Each record below is to be output with no change at all.

## Saved entries
______________________________
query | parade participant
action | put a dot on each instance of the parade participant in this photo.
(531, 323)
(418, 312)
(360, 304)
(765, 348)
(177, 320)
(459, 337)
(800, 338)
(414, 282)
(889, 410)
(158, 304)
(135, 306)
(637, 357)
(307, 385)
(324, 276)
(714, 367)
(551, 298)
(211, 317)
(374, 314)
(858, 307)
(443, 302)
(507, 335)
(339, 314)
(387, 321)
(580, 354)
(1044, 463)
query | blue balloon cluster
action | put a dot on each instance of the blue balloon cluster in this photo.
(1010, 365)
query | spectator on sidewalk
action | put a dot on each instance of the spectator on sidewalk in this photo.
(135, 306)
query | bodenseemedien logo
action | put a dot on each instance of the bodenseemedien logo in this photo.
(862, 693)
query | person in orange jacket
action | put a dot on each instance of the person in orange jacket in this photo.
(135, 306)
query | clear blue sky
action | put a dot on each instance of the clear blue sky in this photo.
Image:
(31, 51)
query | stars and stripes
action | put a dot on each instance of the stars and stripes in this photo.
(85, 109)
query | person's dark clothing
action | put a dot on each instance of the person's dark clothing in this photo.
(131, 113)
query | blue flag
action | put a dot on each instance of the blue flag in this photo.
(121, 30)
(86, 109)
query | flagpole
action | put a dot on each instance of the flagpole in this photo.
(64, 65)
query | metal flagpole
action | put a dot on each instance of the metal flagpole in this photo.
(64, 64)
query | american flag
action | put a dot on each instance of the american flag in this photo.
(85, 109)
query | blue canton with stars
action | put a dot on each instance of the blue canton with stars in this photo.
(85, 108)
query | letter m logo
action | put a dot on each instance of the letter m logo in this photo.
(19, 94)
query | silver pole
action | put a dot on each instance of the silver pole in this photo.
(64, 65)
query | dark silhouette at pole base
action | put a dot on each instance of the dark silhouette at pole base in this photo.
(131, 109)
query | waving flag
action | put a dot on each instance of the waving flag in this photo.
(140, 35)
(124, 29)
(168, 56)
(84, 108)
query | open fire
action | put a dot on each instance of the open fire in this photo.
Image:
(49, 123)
______________________________
## Exercise response
query | parade participant
action | put a dot on each instance of the parade participant in this photo.
(531, 323)
(418, 312)
(360, 304)
(765, 348)
(177, 320)
(459, 337)
(800, 338)
(414, 282)
(889, 410)
(158, 304)
(135, 306)
(637, 357)
(307, 385)
(324, 276)
(714, 367)
(551, 298)
(211, 317)
(374, 314)
(858, 307)
(443, 302)
(507, 335)
(339, 314)
(387, 321)
(580, 354)
(1044, 463)
query | blue balloon cluster
action | put a dot on each instance of the blue balloon cluster in this photo.
(1010, 365)
query | spectator on sidewalk
action | put a dot on each instance of the spectator on sidewalk in this photo.
(135, 306)
query | bodenseemedien logo
action | put a dot on each instance of the bodenseemedien logo in this photo.
(862, 693)
query | person in orange jacket
action | put a dot on each instance of the person in orange jacket in this photo.
(135, 306)
query | clear blue sky
action | put a dot on each instance of the clear blue sky in this photo.
Image:
(31, 51)
query | stars and stripes
action | put a dot on each instance of the stars and stripes in this photo.
(85, 109)
query | person's dark clothing
action | put a dot on each instance of the person's dark clothing in this photo.
(131, 113)
query | blue flag
action | put a dot on each instance of the blue flag in this photo.
(121, 30)
(86, 109)
query | flagpole
action | put a dot on each instance of the flagpole in this photo.
(64, 65)
query | metal flagpole
action | put a dot on each instance of the metal flagpole in this photo.
(64, 64)
query | american flag
action | put a dot on each instance of the american flag in this photo.
(85, 109)
query | blue canton with stars
action | put a dot on each instance of the blue canton with stars in this photo.
(85, 108)
query | letter m logo
action | put a dot on each instance of the letter m logo in this photo.
(19, 94)
query | silver pole
action | put a dot on each instance of the silver pole in this photo.
(64, 65)
query | dark silhouette at pole base
action | put a dot on each instance of the dark silhouette at pole base in this photo.
(131, 109)
query | waving flag
action | put a dot on each instance of the waving flag in this photo.
(140, 35)
(124, 29)
(168, 56)
(84, 108)
query | open fire
action | put a dot on each instance of the open fire in this photo.
Image:
(49, 123)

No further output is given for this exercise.